### Page extract
◇ ◇ ◇ ◇ ◇

Prime Minister of Emirate of Cyrenaica
- In office 1 March 1949 – 18 March 1950
- Preceded by: Emirate of Cyrenaica established
- Succeeded by: Muhammad Sakizli

Personal details
- Born: 1879 Benghazi
- Died: ?

= Omar Pasha Mansour El-Kikhia =

Omar Pasha Mansour El-Kikhia (b. 1879, Benghazi - d. ?), was an Ottoman politician of Libyan Arab origin. He was the first Prime Minister of the Emirate of Cyrenaica.

Born in Benghazi in 1879, he was the son of Omar Pasha El-Kikhia. The Kikhia family was one of the well-known families of Benghazi. He graduated from the tribal school and the Civil Service School. He served as a district governor. On December 7, 1908, he was elected as a Benghazi deputy in the 3rd Chamber of Deputies of the Ottoman Empire with 54 votes. He served as the vice-chairman of the Committee of Union and Progress and as the minutes clerk of the Provincial General Administration Law Committee in the Parliament. He continued his deputy duties in the 4th term as well. Mansur Pasha was a mujahid who fought alongside the leaders of the Senussi order against the Italians in Italo-Turkish War. He is one of the civilian leaders of the resistance. Nuri El-Kikhia, from the same family, is also a well-known patriot and one of the founders of the Omar Mukhtar Union in Libya. Omar Pasha Mansour el-Kikhia was a close associate of Idris al-Senussi, who founded the Emirate of Cyrenaica in Eastern Libya in 1949 and later became the king of unified Libya. He served as the first prime minister of the Emirate of Cyrenaica. He is considered among the founders of modern Libya.

He is the father of Mansour Omar El-Kikhia, a Libyan-American writer, activist, and political science professor.

◇ ◇ ◇ ◇ ◇

### Work item
In the page extract about Omar Pasha Mansour El-Kikhia, with how many votes was he elected a Benghazi deputy on December 7, 1908? The lines that come next have no connection to the page extract about Omar Pasha Mansour El-Kikhia.

(Point-per-instance localization data)
◇ ◇ ◇ ◇ ◇

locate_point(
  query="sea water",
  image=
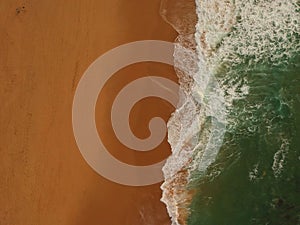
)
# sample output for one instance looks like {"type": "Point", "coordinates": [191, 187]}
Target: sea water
{"type": "Point", "coordinates": [235, 134]}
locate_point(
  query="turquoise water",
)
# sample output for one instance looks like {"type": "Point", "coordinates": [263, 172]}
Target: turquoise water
{"type": "Point", "coordinates": [256, 177]}
{"type": "Point", "coordinates": [237, 131]}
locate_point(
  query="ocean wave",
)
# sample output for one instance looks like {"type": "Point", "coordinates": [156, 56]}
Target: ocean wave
{"type": "Point", "coordinates": [226, 51]}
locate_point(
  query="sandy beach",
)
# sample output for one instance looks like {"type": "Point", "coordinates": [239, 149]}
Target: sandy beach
{"type": "Point", "coordinates": [45, 47]}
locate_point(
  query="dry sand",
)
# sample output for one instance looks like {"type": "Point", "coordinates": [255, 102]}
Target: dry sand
{"type": "Point", "coordinates": [45, 47]}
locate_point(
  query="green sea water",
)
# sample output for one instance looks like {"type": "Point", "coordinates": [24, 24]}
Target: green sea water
{"type": "Point", "coordinates": [243, 156]}
{"type": "Point", "coordinates": [256, 177]}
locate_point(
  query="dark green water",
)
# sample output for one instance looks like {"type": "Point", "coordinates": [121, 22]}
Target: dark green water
{"type": "Point", "coordinates": [256, 177]}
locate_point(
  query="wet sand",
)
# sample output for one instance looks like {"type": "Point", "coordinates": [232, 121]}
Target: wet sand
{"type": "Point", "coordinates": [45, 47]}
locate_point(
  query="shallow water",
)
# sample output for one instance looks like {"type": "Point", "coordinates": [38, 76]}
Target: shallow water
{"type": "Point", "coordinates": [235, 133]}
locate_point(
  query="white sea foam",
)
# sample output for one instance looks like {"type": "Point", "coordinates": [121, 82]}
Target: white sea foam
{"type": "Point", "coordinates": [226, 33]}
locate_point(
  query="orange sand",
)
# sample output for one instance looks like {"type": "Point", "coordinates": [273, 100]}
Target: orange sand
{"type": "Point", "coordinates": [45, 47]}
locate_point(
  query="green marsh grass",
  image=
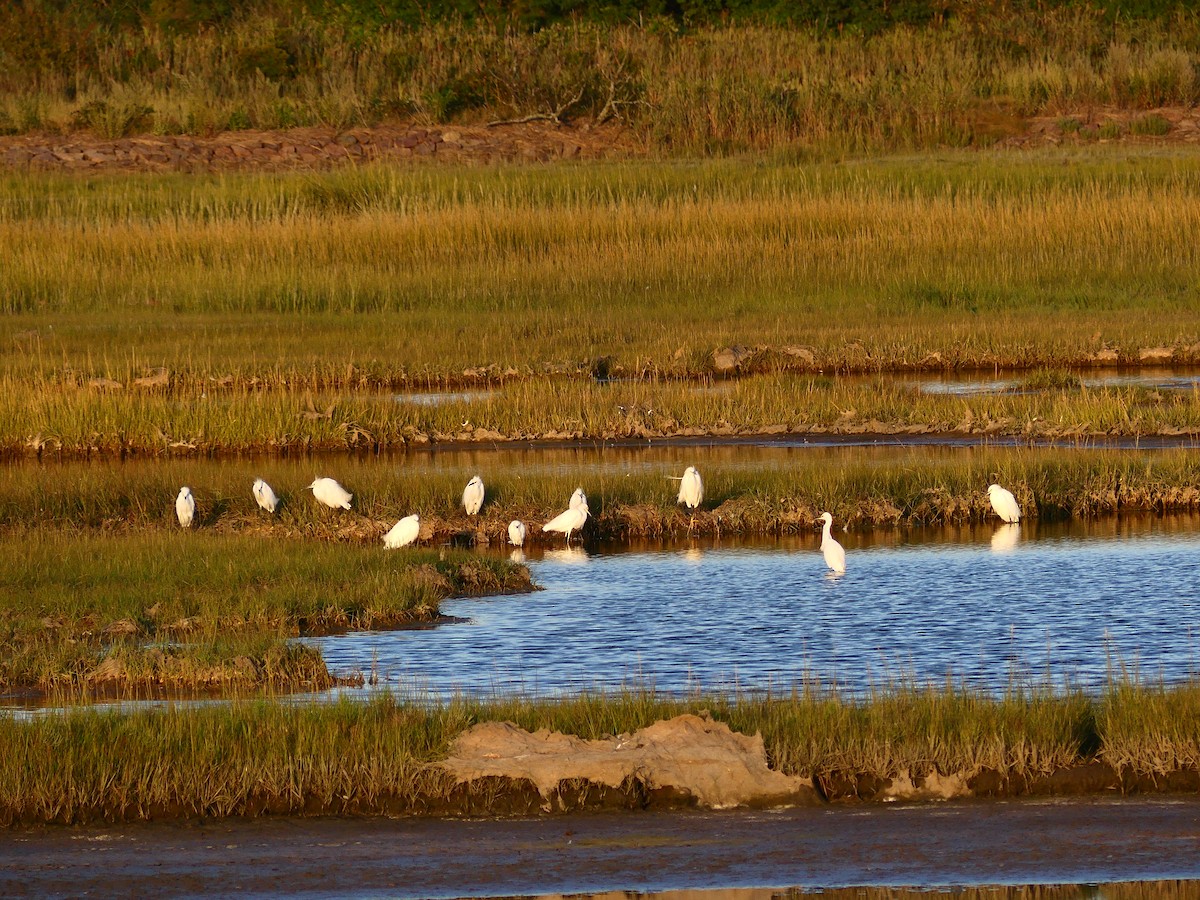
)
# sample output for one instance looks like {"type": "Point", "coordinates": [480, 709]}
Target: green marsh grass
{"type": "Point", "coordinates": [390, 276]}
{"type": "Point", "coordinates": [747, 491]}
{"type": "Point", "coordinates": [375, 757]}
{"type": "Point", "coordinates": [85, 609]}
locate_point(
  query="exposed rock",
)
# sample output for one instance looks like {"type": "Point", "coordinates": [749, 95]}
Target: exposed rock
{"type": "Point", "coordinates": [695, 756]}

◇ ◇ ◇ ◇ ◇

### Solved exercise
54 votes